What to produce | Each line from the one that includes "Query: white logo on jacket" to the last line of the data below should be set down exactly; no other lines are wanted.

Entries taken from a collection
——
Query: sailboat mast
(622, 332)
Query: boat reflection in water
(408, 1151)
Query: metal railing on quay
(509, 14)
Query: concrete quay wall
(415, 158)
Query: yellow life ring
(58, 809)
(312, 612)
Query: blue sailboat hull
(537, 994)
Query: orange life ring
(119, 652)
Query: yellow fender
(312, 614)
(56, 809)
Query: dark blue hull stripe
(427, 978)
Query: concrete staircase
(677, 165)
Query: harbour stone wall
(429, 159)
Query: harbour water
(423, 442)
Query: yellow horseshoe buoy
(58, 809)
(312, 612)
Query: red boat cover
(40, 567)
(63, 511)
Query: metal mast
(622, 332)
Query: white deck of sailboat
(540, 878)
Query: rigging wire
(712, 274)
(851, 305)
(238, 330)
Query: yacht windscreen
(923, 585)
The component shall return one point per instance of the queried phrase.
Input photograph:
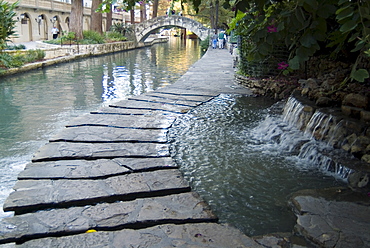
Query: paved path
(107, 179)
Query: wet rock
(365, 115)
(358, 180)
(178, 208)
(356, 100)
(210, 235)
(342, 222)
(324, 101)
(31, 195)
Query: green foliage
(31, 56)
(308, 28)
(8, 61)
(122, 28)
(92, 37)
(20, 58)
(115, 36)
(15, 47)
(7, 21)
(204, 44)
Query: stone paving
(107, 179)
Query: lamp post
(38, 20)
(54, 19)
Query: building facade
(36, 18)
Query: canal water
(220, 146)
(37, 104)
(226, 150)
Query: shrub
(15, 47)
(115, 36)
(8, 61)
(92, 37)
(308, 28)
(204, 44)
(32, 56)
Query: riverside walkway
(107, 179)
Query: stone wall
(344, 126)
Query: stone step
(179, 97)
(209, 235)
(173, 91)
(32, 195)
(93, 169)
(101, 134)
(123, 121)
(70, 150)
(156, 99)
(140, 213)
(151, 106)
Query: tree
(142, 11)
(96, 17)
(155, 8)
(76, 22)
(109, 20)
(7, 21)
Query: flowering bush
(338, 29)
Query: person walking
(221, 39)
(214, 41)
(55, 32)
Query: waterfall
(305, 135)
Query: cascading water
(245, 158)
(307, 144)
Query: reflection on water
(37, 104)
(245, 179)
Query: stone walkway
(107, 179)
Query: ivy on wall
(339, 29)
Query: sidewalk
(107, 180)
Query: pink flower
(283, 65)
(272, 29)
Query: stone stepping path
(101, 134)
(93, 169)
(110, 173)
(33, 195)
(71, 150)
(209, 235)
(179, 208)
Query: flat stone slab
(174, 209)
(110, 134)
(164, 100)
(187, 235)
(132, 112)
(70, 150)
(93, 169)
(31, 195)
(182, 97)
(151, 106)
(333, 223)
(123, 121)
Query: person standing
(214, 41)
(55, 32)
(221, 39)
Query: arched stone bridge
(143, 29)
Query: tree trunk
(109, 19)
(76, 21)
(143, 11)
(155, 8)
(96, 17)
(216, 14)
(132, 16)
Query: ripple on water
(245, 179)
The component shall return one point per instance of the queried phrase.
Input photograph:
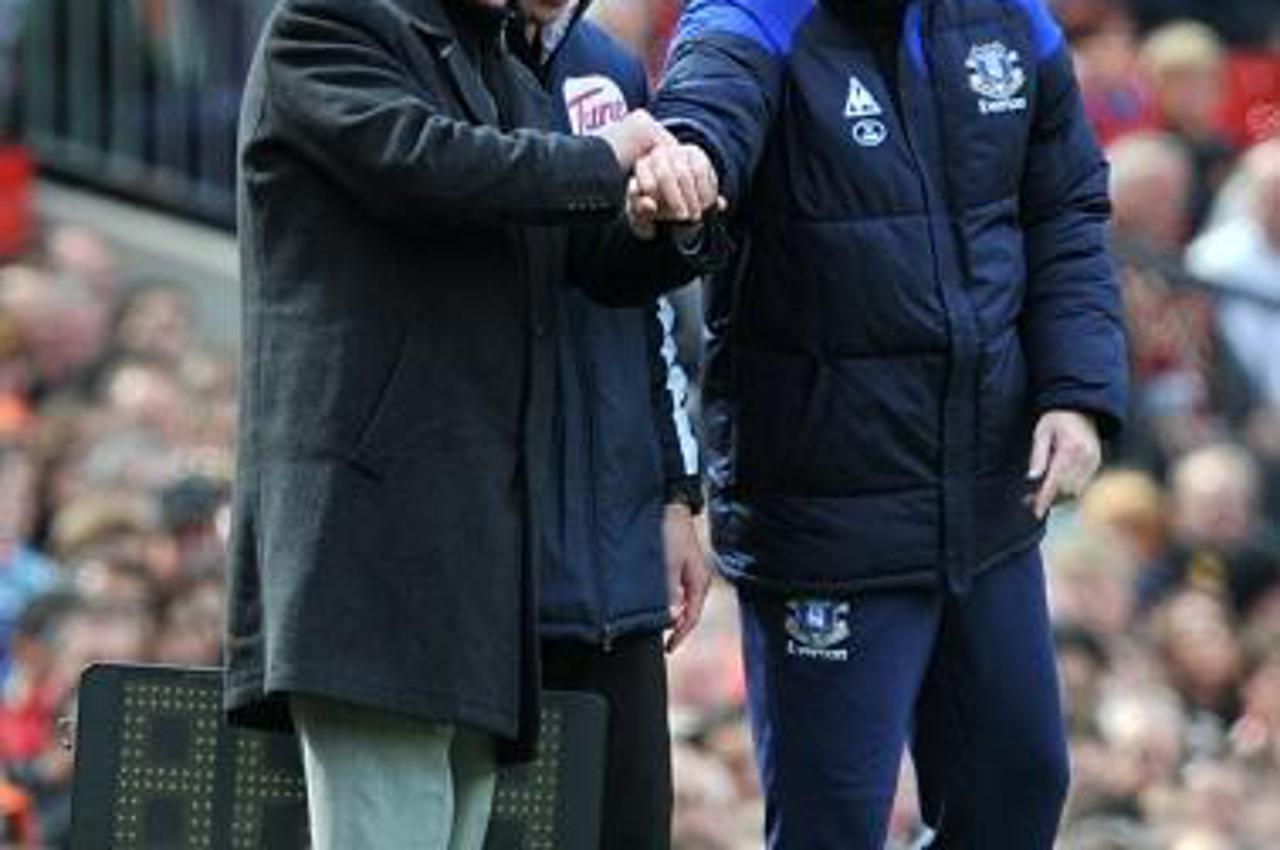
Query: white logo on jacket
(594, 104)
(817, 627)
(996, 76)
(868, 129)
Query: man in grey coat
(403, 216)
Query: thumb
(1042, 446)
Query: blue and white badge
(817, 627)
(997, 77)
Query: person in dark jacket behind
(912, 362)
(405, 216)
(625, 479)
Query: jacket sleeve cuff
(686, 490)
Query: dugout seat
(158, 768)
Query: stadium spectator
(1187, 388)
(24, 572)
(1185, 64)
(1242, 257)
(1105, 46)
(1221, 542)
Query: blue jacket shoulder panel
(768, 23)
(1046, 33)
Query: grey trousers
(383, 780)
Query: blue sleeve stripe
(913, 27)
(1046, 35)
(769, 23)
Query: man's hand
(1065, 456)
(688, 575)
(672, 183)
(635, 137)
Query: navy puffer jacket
(924, 272)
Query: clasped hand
(670, 181)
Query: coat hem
(256, 700)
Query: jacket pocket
(376, 442)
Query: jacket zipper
(598, 567)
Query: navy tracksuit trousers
——
Answer box |
Query: white logo on jacket
(594, 104)
(817, 627)
(996, 76)
(868, 129)
Query: man in grey coat
(403, 216)
Query: thumb
(1042, 446)
Query: blue and white badge
(817, 627)
(997, 77)
Query: person in dark jacket behind
(912, 362)
(405, 216)
(625, 479)
Query: jacket sleeve cuff
(686, 490)
Query: dugout seat
(158, 768)
Query: stadium spectator
(1187, 388)
(24, 572)
(1185, 64)
(1242, 257)
(1105, 46)
(1221, 542)
Query: blue jacket shoulder panel
(768, 23)
(1046, 33)
Query: grey trousers
(383, 780)
Query: blue sleeve stripe
(913, 27)
(1046, 35)
(769, 23)
Query: man's hand
(1065, 456)
(688, 575)
(672, 183)
(635, 137)
Query: navy puffer jacket
(924, 272)
Query: clasped hand
(670, 181)
Query: coat hem
(256, 700)
Query: jacket pocket
(376, 442)
Query: jacket zipper
(598, 567)
Query: navy tracksuit trousers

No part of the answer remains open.